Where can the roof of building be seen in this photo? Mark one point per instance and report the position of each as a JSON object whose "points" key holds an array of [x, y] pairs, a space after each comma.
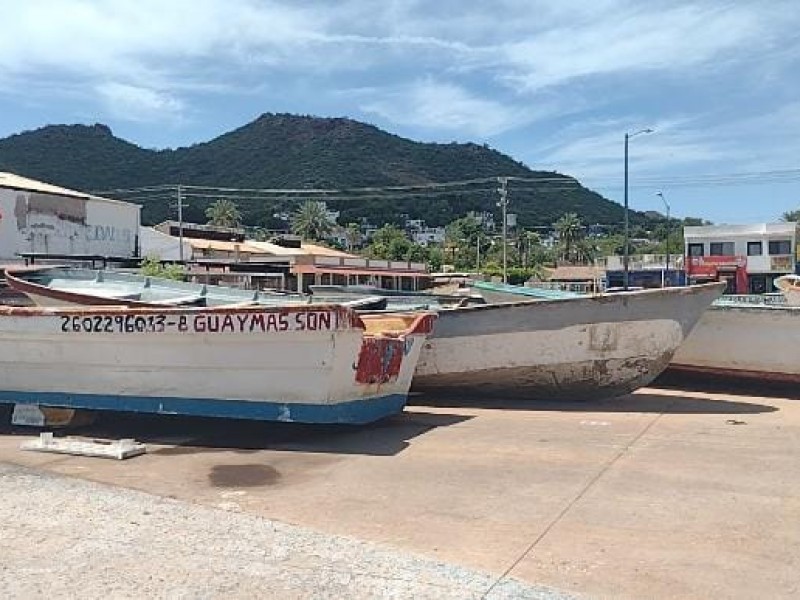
{"points": [[17, 182], [576, 273], [709, 231], [223, 246], [303, 250]]}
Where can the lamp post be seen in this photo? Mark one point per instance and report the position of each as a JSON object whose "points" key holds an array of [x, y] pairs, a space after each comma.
{"points": [[666, 204], [625, 256]]}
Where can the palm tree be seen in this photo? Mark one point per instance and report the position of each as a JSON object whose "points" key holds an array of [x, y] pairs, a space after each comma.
{"points": [[353, 234], [530, 240], [585, 251], [223, 213], [792, 215], [569, 230], [311, 221]]}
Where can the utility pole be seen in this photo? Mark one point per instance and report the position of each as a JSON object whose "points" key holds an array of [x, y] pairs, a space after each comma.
{"points": [[666, 204], [180, 222], [503, 191], [625, 252], [626, 237]]}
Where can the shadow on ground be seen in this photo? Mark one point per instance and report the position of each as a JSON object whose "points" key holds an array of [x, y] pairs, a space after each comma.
{"points": [[719, 384], [631, 403], [191, 435]]}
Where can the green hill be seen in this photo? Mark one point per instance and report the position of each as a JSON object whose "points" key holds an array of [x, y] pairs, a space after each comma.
{"points": [[288, 151]]}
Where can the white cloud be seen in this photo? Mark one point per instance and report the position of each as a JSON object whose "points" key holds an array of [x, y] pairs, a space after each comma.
{"points": [[133, 103], [445, 106], [633, 41]]}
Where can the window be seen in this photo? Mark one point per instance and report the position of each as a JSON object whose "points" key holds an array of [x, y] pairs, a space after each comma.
{"points": [[721, 249], [780, 246], [695, 249]]}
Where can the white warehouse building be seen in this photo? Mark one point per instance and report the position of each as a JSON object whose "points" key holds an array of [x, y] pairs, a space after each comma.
{"points": [[39, 219]]}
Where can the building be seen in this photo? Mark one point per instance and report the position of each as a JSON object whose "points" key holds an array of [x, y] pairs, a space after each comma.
{"points": [[421, 234], [285, 262], [40, 221], [748, 257], [644, 270]]}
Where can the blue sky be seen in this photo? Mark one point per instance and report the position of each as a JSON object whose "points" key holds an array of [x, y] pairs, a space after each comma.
{"points": [[554, 84]]}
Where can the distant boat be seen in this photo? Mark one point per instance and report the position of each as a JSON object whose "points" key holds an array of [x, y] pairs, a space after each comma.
{"points": [[495, 293], [67, 286], [572, 348], [790, 286], [313, 364], [744, 337], [397, 297]]}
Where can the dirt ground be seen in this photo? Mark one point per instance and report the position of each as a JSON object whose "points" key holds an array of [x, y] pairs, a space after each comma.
{"points": [[665, 493]]}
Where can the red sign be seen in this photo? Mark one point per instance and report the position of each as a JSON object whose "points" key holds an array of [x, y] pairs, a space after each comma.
{"points": [[710, 265]]}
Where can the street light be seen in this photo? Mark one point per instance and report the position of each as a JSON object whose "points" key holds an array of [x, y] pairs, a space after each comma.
{"points": [[625, 257], [666, 204]]}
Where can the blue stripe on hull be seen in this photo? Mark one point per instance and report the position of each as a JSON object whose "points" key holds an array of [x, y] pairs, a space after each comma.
{"points": [[354, 411]]}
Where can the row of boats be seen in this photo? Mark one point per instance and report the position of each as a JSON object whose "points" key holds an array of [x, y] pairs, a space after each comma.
{"points": [[121, 341]]}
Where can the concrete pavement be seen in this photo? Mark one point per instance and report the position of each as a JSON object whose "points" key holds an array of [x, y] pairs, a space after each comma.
{"points": [[662, 494]]}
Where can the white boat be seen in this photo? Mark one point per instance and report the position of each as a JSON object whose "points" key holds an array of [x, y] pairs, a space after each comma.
{"points": [[497, 293], [70, 286], [320, 364], [573, 348], [790, 286], [753, 338]]}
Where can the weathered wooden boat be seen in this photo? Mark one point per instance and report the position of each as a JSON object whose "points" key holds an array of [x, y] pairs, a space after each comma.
{"points": [[746, 338], [496, 293], [68, 286], [789, 285], [397, 297], [314, 364], [573, 348]]}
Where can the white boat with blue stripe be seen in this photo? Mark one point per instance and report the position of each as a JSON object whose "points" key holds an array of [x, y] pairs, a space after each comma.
{"points": [[312, 364]]}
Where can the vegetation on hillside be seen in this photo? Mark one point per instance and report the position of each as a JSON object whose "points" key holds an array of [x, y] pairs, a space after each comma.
{"points": [[286, 151], [311, 221], [224, 213]]}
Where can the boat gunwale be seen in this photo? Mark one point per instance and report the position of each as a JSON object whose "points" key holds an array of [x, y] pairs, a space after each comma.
{"points": [[598, 298]]}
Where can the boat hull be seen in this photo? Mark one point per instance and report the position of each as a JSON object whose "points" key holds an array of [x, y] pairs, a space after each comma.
{"points": [[294, 364], [582, 348], [748, 342]]}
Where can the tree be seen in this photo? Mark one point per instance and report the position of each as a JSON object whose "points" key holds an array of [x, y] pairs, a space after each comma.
{"points": [[463, 236], [391, 243], [353, 235], [311, 221], [584, 251], [570, 231], [223, 213], [533, 252], [151, 266]]}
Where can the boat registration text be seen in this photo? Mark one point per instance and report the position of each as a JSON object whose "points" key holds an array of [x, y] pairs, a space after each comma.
{"points": [[254, 322]]}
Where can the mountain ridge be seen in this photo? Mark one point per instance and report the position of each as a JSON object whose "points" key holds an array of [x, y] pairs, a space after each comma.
{"points": [[292, 151]]}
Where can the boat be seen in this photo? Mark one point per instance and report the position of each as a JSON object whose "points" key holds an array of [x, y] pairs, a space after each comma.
{"points": [[398, 297], [745, 338], [311, 364], [69, 286], [496, 293], [569, 348], [789, 285]]}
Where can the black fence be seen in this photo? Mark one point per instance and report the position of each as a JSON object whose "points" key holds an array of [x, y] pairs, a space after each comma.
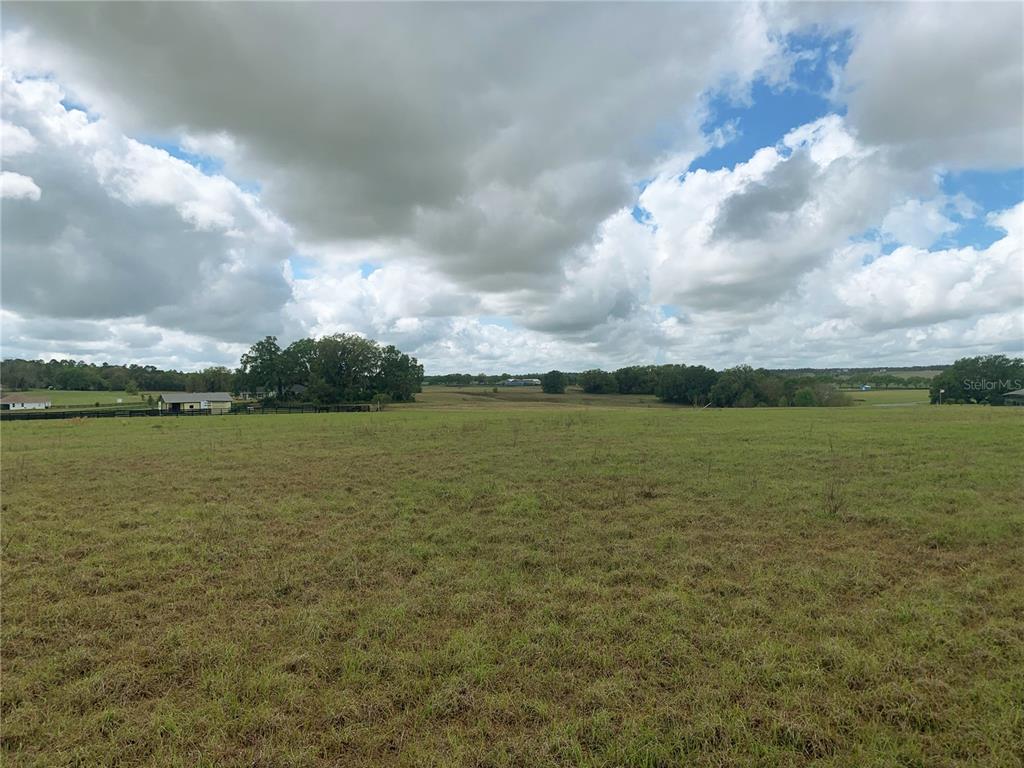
□ □ □ □ □ □ □
**Exercise aim:** An unaltered copy of the material, without images, should be set down.

**Exercise answer:**
Where can the roof of building be seen in this photo? Mark one point per instance and report the position of each as a JSON object whose "points" key holds an array of [x, y] pairs, a space after each comma.
{"points": [[17, 182], [576, 273], [709, 231], [223, 246], [303, 250]]}
Where can the lamp post be seen in this photo? Mark one point per instance and report the position of each as a JSON object whose "points" key holds an array of [x, y] pairs, a space after each comma.
{"points": [[666, 204], [625, 256]]}
Where can the palm tree be seen in this photo? Mark one point per instance and report the position of each as a JSON object whose "points" key holds an array of [x, y] pairs, a space after each comma.
{"points": [[353, 234], [530, 240], [585, 251], [223, 213], [792, 215], [569, 230], [311, 221]]}
Where can the utility pole be seen in this photo? Mark one point per instance and report the position of each as a JSON object whose "points" key holds an array of [x, y] pairs, a space after each comma.
{"points": [[666, 204], [180, 222], [503, 191], [625, 252], [626, 237]]}
Where can the shadow on ground be seen in this photo? Mark one point per instance and report the position of each as a JSON object whose "points" key holds an array of [x, y] pairs, a space after each comma.
{"points": [[719, 384], [631, 403], [191, 435]]}
Where can the green hill be seen in this photo? Mark one point per instance and report the position of each as a JSON object whose "points" key holds an array of [x, y] pairs, a space after each comma.
{"points": [[288, 151]]}
Where can the white cloud be seen in this photo? Mark one point per instance and report the position of each as a JSON object whose "points" key holds an array of [x, y] pairs, a space after each comma.
{"points": [[133, 103], [445, 106], [633, 41]]}
Where can the window be seen in this photo? Mark one point per instance and report the position of each as a JSON object whose "points" key holds an array of [x, y] pairs, a space after each comma.
{"points": [[721, 249], [780, 246], [695, 249]]}
Where can the white warehouse building be seen in this photo? Mark one point per instance and report the position of each as a JSON object whose "points" key holds an array of [x, y] pairs, a space after each comma.
{"points": [[39, 219]]}
Where can the building be seen in this photo? Mark one point per instance and report the position of each as a JSON object whose "points" key holds an array of [x, y] pairs, a space after each comma.
{"points": [[421, 234], [285, 262], [40, 221], [748, 257], [644, 270]]}
Where can the blue sky be seen in this photo? Mark one point per instance and report the position of each as a JSON object whose "points" key holds an array of [x, y] pairs, a space after each comma.
{"points": [[554, 84]]}
Where can the distant boat be seen in this photo? Mark one point per instance and report the position of each as a JSON object whose "points" key holds an array of [x, y] pairs, a space after each comma.
{"points": [[495, 293], [67, 286], [572, 348], [790, 286], [313, 364], [744, 337], [397, 297]]}
Where can the dirt ground be seen in this photo? Mark one point per instance and report the position of each as a JSON object whose "points" key holds an array of [x, y] pairs, a space after each comma.
{"points": [[665, 493]]}
Where can the red sign be seen in this photo? Mark one point per instance and report the position of each as a JSON object whose "points" key holds an array of [x, y] pairs, a space after each comma.
{"points": [[710, 265]]}
Where can the street light be seen in this photo? Mark one point per instance and report the position of each as a JSON object whose "points" key holds an array of [x, y] pairs, a space after each comma.
{"points": [[625, 257], [666, 204]]}
Where can the blue stripe on hull be seen in this photo? Mark one point per instance and report the position of each as a JSON object whose "points" key holds an array of [x, y] pairs, a space after each comma.
{"points": [[354, 411]]}
Where can the row of boats be seen in this photo? Mark one point per instance and report the position of each as a JSON object whose "points" key holds an array of [x, y] pairs, a space after each comma.
{"points": [[121, 341]]}
Where can the concrete pavement be seen in this photo? Mark one point per instance and report the position of each as a JSON object whose "points" key holds an array of [x, y] pairs, a space after each comma.
{"points": [[662, 494]]}
Where can the white boat be seen in this photo? Mark one point per instance and report the position of each as a JSON object whose "points" key holds an array of [x, y] pairs, a space after each comma.
{"points": [[497, 293], [70, 286], [320, 364], [573, 348], [790, 286], [753, 338]]}
Where can the weathered wooden boat be seen in this photo? Mark one point per instance and report the position of each as a JSON object whose "points" key holds an array of [x, y] pairs, a space after each comma.
{"points": [[746, 338], [496, 293], [68, 286], [789, 285], [397, 297], [314, 364], [573, 348]]}
Where can the white boat with blue stripe be seen in this photo? Mark one point per instance and report the position of each as a JSON object whose "points" key holds an array of [x, y] pairs, a space after each comma.
{"points": [[312, 364]]}
Where can the vegetation on hillside be seen in this photo? Mark one point per instance and report the position of each as a JSON object whose "points" key holds an array of [x, y] pairs, a space after each comma.
{"points": [[286, 151], [311, 221], [224, 213]]}
Where can the boat gunwale be seen in this photo? Mark one point per instance and report the position of each as a JSON object whose "points" key holds an array of [x, y] pairs, a space after each comma.
{"points": [[598, 298]]}
Where can the boat hull be seen in this photo? Mark one point per instance and report the position of each as a JSON object whose "points" key holds an array of [x, y] pairs, a space after each comma.
{"points": [[294, 364], [582, 348], [748, 342]]}
Where can the tree be seen in this photo? Mark one point per instance and report the position of each as a JSON object whose "points" key holds an array of [x, y] pairs, a space after each comma.
{"points": [[463, 236], [391, 243], [353, 235], [311, 221], [584, 251], [570, 231], [223, 213], [533, 252], [151, 266]]}
Where can the boat registration text be seen in this photo? Mark one point per instance and report the position of each as a JSON object whose "points" key holds an array of [x, y] pairs, a space after each comma.
{"points": [[254, 322]]}
Where can the mountain ridge be seen in this photo? Mark one point per instance and report the position of each as a JSON object whose "points" key holds an array of [x, y] pairs, a space after each comma.
{"points": [[292, 151]]}
Where can the boat be seen in this photo? Mark one point per instance and report the position of each as a JSON object whose "points" key holds an array of [x, y] pairs, a space after each comma.
{"points": [[398, 297], [745, 338], [311, 364], [69, 286], [496, 293], [569, 348], [789, 285]]}
Where can the black fence be seen in this photo? Mark one point per instance and report the position of each as a JSON object whose "points" key holds an array of [x, y] pairs, a space after each comma.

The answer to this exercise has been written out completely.